» **Input data**:

=== Begin Enclosure ===

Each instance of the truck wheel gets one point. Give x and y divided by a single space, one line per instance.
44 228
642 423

=== End Enclosure ===
=== Begin Enclosure ===

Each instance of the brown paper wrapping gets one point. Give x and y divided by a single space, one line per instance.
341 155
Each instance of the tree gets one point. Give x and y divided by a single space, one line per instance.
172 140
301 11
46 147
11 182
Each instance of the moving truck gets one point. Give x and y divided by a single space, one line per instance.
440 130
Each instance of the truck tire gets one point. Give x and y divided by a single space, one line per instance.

=== End Enclosure ===

» **Prompt**:
In the listing above, locate the line containing "Each instance of the brown" and the line containing "Each instance of the truck tire". Extract those two lines and every line between them, exactly as written, and only those.

» **Solution for this task**:
Each instance of the brown paper wrapping gets one point. Give x and y divided by a single space, one line per instance.
341 155
Each instance of the tree gets one point. Give x and y divided by a single space, one line per instance.
172 140
301 11
46 147
11 182
Each instance of the moving truck gets one point. Give x and y divided by a single space, one line per instance.
440 130
Each instance of the truck tire gets one point. Give x and y divided by a single space, one line per instance.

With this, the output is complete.